_SELECTED TEXT:_
• • • • •

United States District Court, M.D. Pennsylvania

May 19, 2017

GREGORY L. RICKS, Petitioner,
SUPT. JOHN THOMAS, Respondent.


          Matthew W. Brann United States District Judge

         I. BACKGROUND

         Gregory L. Ricks, an inmate presently confined at the State Correctional Institution, Chester, Pennsylvania, (SCI-Chester), filed this pro se habeas corpus petition pursuant to 28 U.S.C. § 2254. Named as Respondent is SCI-Chester Superintendent John Thomas. Service of the Petition was previously ordered Petitioner was convicted on January 20, 2009 of receiving stolen property; being a person not to possess a firearm; delivery of a controlled substance; and delivery and possession of a controlled substance following a jury trial in the Court of Common Pleas of Lycoming County, Pennsylvania.[1] See Doc. 13-1, p. 1. On April 3, 2009, Ricks was sentenced to a seven year, three month to fourteen and a half year term of imprisonment.[2] See id. at p. 4. Following a direct appeal to the to the Superior Court of Pennsylvania, Ricks' conviction and sentence were affirmed on March 4, 2010. See id. at p. 5. Ricks argued on appeal that the evidence was insufficient to sustain a guilty verdict, that the verdict was against the weight of the evidence, and that the sentence constituted an abuse of discretion. The Superior Court deemed the first two arguments waived because they were not addressed in Ricks' appellate brief. See id. at p. 11. A further appeal was not pursued.

• • • • •

_STATED TASK A:_
According to the court opinion, on what date was Ricks sentenced?
The court opinion and the rows after it are separate, unrelated material.

• • • • •

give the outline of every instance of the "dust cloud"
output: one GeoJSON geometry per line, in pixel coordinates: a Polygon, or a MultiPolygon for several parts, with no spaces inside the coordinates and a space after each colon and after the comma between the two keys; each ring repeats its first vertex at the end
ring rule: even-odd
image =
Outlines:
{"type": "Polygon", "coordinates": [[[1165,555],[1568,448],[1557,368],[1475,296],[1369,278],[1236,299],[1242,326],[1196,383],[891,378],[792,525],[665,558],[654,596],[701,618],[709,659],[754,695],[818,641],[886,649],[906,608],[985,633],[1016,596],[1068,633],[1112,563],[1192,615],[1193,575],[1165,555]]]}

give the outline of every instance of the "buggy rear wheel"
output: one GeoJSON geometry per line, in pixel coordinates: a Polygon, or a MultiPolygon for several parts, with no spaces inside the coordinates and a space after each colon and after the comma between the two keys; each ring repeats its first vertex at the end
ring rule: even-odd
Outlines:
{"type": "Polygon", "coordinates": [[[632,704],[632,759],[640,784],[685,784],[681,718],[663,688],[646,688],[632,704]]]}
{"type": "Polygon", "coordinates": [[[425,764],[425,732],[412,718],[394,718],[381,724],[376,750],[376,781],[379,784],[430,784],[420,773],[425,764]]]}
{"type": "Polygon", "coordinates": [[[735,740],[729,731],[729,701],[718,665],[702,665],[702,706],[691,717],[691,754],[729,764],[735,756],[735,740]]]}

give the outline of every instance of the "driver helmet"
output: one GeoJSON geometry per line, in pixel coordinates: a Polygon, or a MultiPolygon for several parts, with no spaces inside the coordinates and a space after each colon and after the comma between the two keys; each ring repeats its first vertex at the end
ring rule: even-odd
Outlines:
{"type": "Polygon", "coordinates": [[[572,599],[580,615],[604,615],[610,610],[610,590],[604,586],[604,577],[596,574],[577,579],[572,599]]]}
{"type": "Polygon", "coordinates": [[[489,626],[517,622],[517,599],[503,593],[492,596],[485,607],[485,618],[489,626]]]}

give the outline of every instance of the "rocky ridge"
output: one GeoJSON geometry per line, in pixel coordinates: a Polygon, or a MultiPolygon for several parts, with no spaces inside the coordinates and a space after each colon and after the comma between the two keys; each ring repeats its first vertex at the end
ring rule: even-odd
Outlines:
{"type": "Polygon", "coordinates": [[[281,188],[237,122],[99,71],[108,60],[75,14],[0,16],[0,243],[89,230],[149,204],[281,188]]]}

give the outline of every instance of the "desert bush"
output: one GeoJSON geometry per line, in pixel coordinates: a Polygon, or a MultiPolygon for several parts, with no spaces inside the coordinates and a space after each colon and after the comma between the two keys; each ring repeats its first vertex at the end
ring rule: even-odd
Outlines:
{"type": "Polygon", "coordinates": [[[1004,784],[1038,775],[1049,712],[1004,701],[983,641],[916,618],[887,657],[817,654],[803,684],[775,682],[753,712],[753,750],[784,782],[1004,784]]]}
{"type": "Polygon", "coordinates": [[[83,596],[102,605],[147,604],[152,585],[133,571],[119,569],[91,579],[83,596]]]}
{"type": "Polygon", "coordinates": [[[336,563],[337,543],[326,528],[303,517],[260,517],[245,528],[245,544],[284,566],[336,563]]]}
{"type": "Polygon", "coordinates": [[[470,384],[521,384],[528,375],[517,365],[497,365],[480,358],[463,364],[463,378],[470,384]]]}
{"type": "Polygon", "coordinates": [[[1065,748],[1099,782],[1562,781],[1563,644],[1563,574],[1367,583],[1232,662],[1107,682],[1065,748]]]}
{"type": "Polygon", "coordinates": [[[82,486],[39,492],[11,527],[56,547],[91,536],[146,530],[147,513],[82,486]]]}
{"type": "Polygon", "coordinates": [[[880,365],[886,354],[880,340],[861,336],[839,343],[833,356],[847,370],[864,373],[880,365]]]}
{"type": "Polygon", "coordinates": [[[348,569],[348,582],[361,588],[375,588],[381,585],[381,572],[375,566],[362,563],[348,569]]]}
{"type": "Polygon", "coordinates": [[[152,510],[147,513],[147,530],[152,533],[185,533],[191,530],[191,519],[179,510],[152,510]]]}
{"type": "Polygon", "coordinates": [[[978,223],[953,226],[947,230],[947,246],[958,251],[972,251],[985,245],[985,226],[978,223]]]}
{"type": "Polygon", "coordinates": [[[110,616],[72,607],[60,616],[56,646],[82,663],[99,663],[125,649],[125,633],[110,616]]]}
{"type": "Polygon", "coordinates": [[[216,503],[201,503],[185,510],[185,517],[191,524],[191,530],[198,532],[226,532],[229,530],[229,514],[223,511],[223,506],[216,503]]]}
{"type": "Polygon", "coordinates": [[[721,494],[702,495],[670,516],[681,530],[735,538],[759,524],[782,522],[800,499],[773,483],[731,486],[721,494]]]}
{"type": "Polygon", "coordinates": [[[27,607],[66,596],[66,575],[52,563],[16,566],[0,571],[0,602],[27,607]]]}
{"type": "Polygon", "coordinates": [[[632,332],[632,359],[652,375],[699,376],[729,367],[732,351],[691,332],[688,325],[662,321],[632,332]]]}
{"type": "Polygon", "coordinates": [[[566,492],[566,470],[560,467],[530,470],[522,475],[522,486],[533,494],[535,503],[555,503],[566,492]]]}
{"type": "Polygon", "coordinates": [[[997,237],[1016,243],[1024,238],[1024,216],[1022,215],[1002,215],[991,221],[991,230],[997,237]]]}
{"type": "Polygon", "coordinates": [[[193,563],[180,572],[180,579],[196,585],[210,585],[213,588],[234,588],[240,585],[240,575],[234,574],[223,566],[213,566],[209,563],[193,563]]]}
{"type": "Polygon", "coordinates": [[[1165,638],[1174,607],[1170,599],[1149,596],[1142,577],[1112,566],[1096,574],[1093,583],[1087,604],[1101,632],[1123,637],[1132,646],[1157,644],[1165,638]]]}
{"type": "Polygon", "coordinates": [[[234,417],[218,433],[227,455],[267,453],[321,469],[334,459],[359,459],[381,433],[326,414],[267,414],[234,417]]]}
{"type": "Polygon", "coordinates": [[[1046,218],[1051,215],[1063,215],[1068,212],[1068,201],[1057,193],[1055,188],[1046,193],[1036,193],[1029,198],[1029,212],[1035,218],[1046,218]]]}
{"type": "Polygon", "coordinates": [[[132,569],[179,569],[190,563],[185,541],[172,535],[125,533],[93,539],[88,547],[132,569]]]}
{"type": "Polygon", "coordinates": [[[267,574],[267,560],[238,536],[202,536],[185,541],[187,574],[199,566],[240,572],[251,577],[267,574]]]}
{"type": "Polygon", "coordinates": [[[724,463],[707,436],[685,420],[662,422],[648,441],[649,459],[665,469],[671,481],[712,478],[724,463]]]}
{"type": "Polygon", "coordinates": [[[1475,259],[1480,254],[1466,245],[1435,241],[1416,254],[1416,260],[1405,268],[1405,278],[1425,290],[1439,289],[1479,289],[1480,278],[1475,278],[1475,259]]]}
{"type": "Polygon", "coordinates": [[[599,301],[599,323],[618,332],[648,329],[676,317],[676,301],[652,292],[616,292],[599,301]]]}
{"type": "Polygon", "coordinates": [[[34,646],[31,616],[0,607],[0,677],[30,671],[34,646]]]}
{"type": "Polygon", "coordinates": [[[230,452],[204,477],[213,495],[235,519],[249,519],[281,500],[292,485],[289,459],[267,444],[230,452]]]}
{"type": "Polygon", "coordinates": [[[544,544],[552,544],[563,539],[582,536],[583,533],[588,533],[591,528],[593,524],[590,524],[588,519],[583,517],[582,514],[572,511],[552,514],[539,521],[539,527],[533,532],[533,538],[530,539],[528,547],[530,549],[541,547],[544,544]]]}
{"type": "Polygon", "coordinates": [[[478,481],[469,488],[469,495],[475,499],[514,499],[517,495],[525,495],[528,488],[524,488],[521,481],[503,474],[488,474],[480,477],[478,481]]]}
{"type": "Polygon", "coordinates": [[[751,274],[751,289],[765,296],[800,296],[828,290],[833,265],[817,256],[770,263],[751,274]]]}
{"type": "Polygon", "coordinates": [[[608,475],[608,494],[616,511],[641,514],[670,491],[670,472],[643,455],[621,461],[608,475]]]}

• • • • •

_STATED TASK B:_
Pick out every line of the rows that contains the word "instance" and copy each one. Case counts.

_EXPECTED OUTPUT A:_
April 3, 2009.

_EXPECTED OUTPUT B:_
give the outline of every instance of the "dust cloud"
give the outline of every instance of the "buggy rear wheel"
give the outline of every instance of the "driver helmet"
give the outline of every instance of the "rocky ridge"
give the outline of every instance of the "desert bush"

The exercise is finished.